▸ **Problem**:
Restate exactly, please, each line of the listing from the one with "[point] at the grass field" to the last, including both.

▸ **Exercise input**:
§

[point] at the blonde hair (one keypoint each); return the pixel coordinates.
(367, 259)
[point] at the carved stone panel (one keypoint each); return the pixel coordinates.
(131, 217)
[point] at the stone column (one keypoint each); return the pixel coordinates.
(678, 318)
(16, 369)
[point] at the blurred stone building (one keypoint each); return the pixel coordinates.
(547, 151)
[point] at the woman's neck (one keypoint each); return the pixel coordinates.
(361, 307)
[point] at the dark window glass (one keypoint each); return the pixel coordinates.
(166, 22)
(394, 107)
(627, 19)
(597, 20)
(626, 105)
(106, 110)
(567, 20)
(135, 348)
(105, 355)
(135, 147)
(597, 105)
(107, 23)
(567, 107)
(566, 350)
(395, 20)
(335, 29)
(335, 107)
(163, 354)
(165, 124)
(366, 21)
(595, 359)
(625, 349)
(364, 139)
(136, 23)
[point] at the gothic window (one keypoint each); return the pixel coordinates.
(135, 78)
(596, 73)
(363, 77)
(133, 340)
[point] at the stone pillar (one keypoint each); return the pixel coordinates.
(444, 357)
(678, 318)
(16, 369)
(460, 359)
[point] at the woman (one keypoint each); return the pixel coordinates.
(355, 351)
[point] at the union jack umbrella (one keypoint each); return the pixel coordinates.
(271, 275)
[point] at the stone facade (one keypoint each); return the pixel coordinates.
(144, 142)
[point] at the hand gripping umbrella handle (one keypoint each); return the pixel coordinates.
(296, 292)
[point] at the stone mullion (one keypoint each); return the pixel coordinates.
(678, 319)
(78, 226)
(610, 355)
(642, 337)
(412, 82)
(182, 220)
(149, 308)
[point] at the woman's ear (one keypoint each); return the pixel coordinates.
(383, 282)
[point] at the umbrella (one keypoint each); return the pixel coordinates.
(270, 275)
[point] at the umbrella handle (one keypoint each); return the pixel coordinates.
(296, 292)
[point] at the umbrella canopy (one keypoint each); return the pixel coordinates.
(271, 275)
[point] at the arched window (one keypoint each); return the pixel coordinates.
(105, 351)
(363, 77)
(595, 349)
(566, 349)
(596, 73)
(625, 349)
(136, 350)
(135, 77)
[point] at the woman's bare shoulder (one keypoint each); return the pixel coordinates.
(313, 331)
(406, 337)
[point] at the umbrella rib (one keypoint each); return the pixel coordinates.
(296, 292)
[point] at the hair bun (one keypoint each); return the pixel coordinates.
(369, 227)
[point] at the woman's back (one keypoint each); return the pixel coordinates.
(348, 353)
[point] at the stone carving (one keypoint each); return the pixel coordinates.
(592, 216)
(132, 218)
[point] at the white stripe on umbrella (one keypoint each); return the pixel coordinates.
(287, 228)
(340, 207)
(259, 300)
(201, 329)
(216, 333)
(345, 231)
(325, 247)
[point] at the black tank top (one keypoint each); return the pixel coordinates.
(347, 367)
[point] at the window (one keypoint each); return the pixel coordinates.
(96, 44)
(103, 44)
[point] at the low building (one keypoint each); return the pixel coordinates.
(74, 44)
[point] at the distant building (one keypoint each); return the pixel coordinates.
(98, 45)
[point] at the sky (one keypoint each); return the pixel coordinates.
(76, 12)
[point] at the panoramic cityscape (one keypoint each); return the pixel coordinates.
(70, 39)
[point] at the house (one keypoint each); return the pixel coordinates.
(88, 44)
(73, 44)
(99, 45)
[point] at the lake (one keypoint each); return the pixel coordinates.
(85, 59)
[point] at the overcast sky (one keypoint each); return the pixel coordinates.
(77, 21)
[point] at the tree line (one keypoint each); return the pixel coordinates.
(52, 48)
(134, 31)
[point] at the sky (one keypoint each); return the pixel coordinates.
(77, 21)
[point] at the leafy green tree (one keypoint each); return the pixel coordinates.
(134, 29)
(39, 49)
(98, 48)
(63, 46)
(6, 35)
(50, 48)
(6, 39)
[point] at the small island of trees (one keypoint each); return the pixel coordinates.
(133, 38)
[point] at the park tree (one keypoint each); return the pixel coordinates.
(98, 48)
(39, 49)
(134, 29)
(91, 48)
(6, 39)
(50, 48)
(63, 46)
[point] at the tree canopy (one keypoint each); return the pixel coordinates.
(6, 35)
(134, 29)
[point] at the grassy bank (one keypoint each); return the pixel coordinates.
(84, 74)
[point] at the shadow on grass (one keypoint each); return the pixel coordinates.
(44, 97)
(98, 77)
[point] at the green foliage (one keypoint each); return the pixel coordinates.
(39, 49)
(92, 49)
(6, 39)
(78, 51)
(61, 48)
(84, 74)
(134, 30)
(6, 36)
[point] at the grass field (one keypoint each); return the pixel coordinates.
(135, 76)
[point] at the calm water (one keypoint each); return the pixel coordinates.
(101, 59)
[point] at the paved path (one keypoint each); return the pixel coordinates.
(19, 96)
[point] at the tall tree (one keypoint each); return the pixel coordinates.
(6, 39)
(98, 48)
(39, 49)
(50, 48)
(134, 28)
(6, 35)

§

▸ **Expected answer**:
[point] at the grass field (one keypoint each); return the pixel coordinates.
(135, 76)
[point] at the calm water (one keypoint each); return the pixel coordinates.
(101, 59)
[point] at the paved path (one keypoint each); return the pixel coordinates.
(19, 96)
[point] at the tall tree (one keypoint each); return the pixel coordinates.
(6, 39)
(98, 48)
(39, 49)
(50, 48)
(134, 28)
(6, 35)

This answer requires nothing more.